■ Stated exercise: Print every item that follows, copying each one character for character.
### Record set ###
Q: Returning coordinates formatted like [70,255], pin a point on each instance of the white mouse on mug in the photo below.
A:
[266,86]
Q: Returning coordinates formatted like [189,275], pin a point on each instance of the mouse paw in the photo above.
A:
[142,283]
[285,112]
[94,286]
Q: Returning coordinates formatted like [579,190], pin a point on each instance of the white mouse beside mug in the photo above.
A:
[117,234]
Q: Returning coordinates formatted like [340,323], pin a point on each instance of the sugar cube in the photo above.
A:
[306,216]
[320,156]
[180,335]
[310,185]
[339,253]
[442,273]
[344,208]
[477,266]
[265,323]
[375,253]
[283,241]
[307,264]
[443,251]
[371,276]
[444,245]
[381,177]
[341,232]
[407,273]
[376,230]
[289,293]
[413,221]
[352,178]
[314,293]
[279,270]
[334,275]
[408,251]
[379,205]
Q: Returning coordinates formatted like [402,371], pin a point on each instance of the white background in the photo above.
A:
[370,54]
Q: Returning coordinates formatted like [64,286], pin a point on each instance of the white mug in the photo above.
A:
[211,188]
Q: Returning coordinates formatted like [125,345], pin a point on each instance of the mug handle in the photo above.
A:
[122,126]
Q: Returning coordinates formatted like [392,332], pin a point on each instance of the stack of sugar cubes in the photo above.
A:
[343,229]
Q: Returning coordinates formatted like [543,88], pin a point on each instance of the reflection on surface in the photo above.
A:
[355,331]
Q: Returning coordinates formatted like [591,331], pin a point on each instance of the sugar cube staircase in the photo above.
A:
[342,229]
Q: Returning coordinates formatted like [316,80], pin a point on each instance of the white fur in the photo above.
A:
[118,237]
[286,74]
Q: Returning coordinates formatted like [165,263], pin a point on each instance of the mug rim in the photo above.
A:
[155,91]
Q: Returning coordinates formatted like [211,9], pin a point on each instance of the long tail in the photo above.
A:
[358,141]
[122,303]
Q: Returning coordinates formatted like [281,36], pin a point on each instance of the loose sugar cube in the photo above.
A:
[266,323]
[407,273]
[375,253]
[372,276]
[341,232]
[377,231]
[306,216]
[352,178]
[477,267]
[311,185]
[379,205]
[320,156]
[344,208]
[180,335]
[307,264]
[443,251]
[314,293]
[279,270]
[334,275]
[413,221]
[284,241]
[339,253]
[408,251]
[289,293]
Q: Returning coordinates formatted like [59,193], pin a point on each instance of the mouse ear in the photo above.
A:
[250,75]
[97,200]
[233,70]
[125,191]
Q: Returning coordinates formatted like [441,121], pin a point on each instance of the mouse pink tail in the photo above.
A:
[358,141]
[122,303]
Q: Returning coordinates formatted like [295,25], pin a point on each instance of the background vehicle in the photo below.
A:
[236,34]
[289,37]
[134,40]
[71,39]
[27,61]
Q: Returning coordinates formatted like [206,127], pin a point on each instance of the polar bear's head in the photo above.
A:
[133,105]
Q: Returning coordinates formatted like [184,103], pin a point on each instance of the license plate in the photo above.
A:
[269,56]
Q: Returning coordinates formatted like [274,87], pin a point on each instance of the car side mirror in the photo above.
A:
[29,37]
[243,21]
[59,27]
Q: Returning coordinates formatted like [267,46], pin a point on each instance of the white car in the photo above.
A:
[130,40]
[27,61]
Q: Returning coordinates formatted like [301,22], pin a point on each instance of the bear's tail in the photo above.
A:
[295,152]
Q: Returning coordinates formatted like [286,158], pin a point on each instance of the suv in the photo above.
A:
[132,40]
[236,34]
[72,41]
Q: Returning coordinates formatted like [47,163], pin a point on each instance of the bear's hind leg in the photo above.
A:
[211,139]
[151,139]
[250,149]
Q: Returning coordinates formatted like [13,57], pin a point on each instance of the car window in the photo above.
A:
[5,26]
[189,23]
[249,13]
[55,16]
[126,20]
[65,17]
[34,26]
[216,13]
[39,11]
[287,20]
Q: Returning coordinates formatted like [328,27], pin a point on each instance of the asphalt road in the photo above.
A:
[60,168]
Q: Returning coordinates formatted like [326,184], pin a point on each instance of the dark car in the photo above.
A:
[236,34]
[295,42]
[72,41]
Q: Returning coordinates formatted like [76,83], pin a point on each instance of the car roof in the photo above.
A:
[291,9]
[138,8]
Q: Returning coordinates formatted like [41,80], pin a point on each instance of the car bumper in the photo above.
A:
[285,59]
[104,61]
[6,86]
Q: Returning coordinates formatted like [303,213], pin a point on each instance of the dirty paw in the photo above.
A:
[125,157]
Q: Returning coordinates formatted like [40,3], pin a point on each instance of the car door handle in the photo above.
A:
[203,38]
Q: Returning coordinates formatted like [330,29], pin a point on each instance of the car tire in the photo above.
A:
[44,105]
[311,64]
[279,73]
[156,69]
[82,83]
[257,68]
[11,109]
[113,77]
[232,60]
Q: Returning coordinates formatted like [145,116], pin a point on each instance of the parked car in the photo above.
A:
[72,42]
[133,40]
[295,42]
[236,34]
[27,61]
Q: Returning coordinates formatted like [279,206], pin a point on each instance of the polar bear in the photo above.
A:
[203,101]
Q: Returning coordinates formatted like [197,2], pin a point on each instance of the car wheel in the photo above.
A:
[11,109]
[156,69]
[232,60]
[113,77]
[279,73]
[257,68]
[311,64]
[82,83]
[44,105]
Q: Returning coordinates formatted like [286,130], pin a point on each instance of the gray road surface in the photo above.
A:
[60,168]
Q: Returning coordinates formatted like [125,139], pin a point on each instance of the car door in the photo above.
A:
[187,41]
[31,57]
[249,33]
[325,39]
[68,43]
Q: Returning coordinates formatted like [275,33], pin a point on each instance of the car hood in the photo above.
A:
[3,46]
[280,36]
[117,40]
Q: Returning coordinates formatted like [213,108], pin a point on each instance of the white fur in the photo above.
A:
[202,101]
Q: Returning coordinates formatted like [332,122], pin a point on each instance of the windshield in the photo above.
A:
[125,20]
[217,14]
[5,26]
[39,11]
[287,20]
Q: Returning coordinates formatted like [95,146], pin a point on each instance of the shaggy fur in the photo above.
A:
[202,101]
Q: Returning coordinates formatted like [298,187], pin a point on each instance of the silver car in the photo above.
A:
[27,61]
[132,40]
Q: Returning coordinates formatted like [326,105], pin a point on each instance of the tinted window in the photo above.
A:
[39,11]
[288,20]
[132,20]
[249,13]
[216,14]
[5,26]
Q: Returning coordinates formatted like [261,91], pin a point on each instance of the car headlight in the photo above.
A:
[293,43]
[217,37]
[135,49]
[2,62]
###
■ The output:
Q: Returning coordinates formatted like [70,255], pin a point on each instance of the white mouse on mug in the photo below.
A:
[266,86]
Q: Returning coordinates formatted like [189,275], pin a point on each instance of the mouse paw in the photo above.
A:
[142,283]
[285,112]
[94,286]
Q: Returning coordinates formatted like [579,190], pin a point on each instance of the white mouse beside mug in the photo above.
A:
[117,234]
Q: Returning coordinates formatted like [340,323], pin a point on each instance of the sugar cube in the photo above.
A:
[306,216]
[320,156]
[180,335]
[310,185]
[339,253]
[442,273]
[344,208]
[477,266]
[265,323]
[375,253]
[283,241]
[307,264]
[443,251]
[371,276]
[444,245]
[381,177]
[341,232]
[407,273]
[376,230]
[289,293]
[413,221]
[352,178]
[314,293]
[279,270]
[334,275]
[408,251]
[379,205]
Q: Returning coordinates formatted like [402,371], pin a point on each instance of the white background in the photo above.
A:
[370,54]
Q: Returning coordinates formatted like [64,286], pin a point on each instance of the white mug in the photo above.
A:
[211,188]
Q: Returning coordinates formatted like [125,345], pin a point on each instance of the mug handle in the photo above.
A:
[122,126]
Q: Returning coordinates formatted like [392,332], pin a point on each instance of the stack of sugar cubes in the photo above.
A:
[343,229]
Q: Returning coordinates formatted like [543,88], pin a point on each instance of the reflection on surface in the photo above.
A:
[355,331]
Q: Returning coordinates formatted like [591,331], pin a point on each instance of the sugar cube staircase in the photo above.
A:
[342,229]
Q: Returning coordinates formatted like [316,80], pin a point on each instance of the white fur in the photo above.
A:
[118,237]
[286,74]
Q: Returning coordinates formatted like [165,263], pin a point on each instance of the mug rim in the photo above.
A:
[155,91]
Q: Returning coordinates formatted like [211,9], pin a point on each instance of the long tail in the photo above.
A:
[358,141]
[122,303]
Q: Returning coordinates formatted like [281,36], pin a point on each instance of the loose sugar cube in the photo above.
A:
[266,323]
[407,273]
[375,253]
[372,276]
[341,232]
[377,231]
[306,216]
[352,178]
[477,267]
[311,185]
[379,205]
[320,156]
[344,208]
[180,335]
[307,264]
[443,251]
[314,293]
[279,270]
[334,275]
[413,221]
[284,241]
[339,253]
[408,251]
[289,293]
Q: Returning coordinates formatted like [59,193], pin a point on each instance of the mouse ear in the photo above.
A:
[250,75]
[97,200]
[233,70]
[125,191]
Q: Returning coordinates formatted like [441,121], pin a point on each instance of the mouse pink tail in the photo above.
A:
[358,141]
[122,303]
Q: Returning coordinates formatted like [295,25], pin a point on each instance of the background vehicle in the photo below.
A:
[236,34]
[289,37]
[134,40]
[71,39]
[27,61]
Q: Returning coordinates formatted like [206,127], pin a point on each instance of the polar bear's head in the photo above.
A:
[133,105]
Q: Returning coordinates formatted like [184,103], pin a point on each instance of the license plate in the photo above.
A:
[269,56]
Q: Returning coordinates formatted like [274,87], pin a point on each instance of the car side mirror in the photo above.
A:
[29,37]
[243,21]
[59,27]
Q: Returning coordinates formatted like [267,46], pin a point on each instance of the white car in the photo above.
A:
[130,40]
[27,61]
Q: Returning coordinates formatted like [301,22], pin a point on each instance of the bear's tail in the photo above.
A:
[295,152]
Q: Returning coordinates formatted like [286,158], pin a point on each instance of the suv in the photo above.
A:
[132,40]
[236,34]
[72,41]
Q: Returning coordinates formatted like [47,163], pin a point on each instance of the bear's hind leg in the photo above.
A:
[211,139]
[151,139]
[250,149]
Q: Returning coordinates formatted like [13,57], pin a point on each instance of the car window in the photo above.
A:
[5,26]
[189,23]
[249,13]
[55,16]
[126,20]
[65,17]
[34,26]
[216,13]
[39,11]
[287,20]
Q: Returning coordinates formatted like [328,27], pin a point on each instance of the asphalt road in the photo above.
A:
[60,168]
Q: Returning coordinates formatted like [326,184], pin a point on each instance of the dark car in the photo above.
A:
[236,34]
[295,42]
[72,41]
Q: Returning coordinates formatted like [76,83], pin a point on each instance of the car roof in the photo above.
A:
[291,9]
[138,8]
Q: Returning coordinates formatted like [41,80], pin a point on each instance of the car bumper in the photo above.
A:
[285,59]
[104,61]
[6,86]
Q: Returning coordinates formatted like [303,213], pin a point on each instance of the dirty paw in the photo above.
A:
[125,157]
Q: Returning coordinates formatted like [40,3], pin a point on each instance of the car door handle in the photo above.
A:
[203,38]
Q: Returning coordinates formatted like [330,29], pin a point on each instance of the car tire in the photo above.
A:
[44,105]
[311,64]
[279,73]
[156,69]
[82,83]
[257,68]
[11,109]
[113,77]
[232,60]
Q: Returning coordinates formatted like [145,116], pin a point on each instance of the parked car in the photo above.
A:
[72,42]
[133,40]
[295,42]
[236,34]
[27,61]
Q: Returning coordinates formatted like [279,206], pin a point on each instance of the polar bear in the photo above.
A:
[203,101]
Q: Returning coordinates formatted like [197,2], pin a point on each instance of the car wheel in the photo above.
A:
[11,109]
[156,69]
[232,60]
[113,77]
[279,73]
[257,68]
[311,64]
[82,83]
[44,105]
Q: Returning coordinates formatted like [286,130], pin a point on each instance of the gray road surface in the photo above.
A:
[60,168]
Q: Returning coordinates formatted like [125,139], pin a point on each instance of the car door in the photo above.
A:
[187,41]
[31,57]
[249,33]
[325,39]
[68,43]
Q: Returning coordinates formatted like [275,33], pin a point on each instance of the car hood in the photo above.
A:
[3,46]
[280,36]
[117,40]
Q: Returning coordinates formatted like [213,108], pin a point on each instance of the white fur in the photo above.
A:
[202,101]
Q: Returning coordinates formatted like [332,122], pin a point on each instance of the windshield in the photo above.
A:
[125,20]
[217,14]
[5,26]
[39,11]
[287,20]
Q: Returning coordinates formatted like [95,146], pin a point on each instance of the shaggy fur in the photo above.
A:
[202,101]
Q: Returning coordinates formatted like [298,187], pin a point on each instance of the silver car in the photo above.
A:
[27,61]
[132,40]
Q: Returning coordinates formatted like [326,105], pin a point on each instance of the tinted window in the photo above.
A:
[39,11]
[288,20]
[132,20]
[249,13]
[216,14]
[5,26]
Q: Returning coordinates formatted like [261,91], pin a point on each instance of the car headlight in the photo above.
A:
[293,43]
[217,37]
[135,49]
[2,62]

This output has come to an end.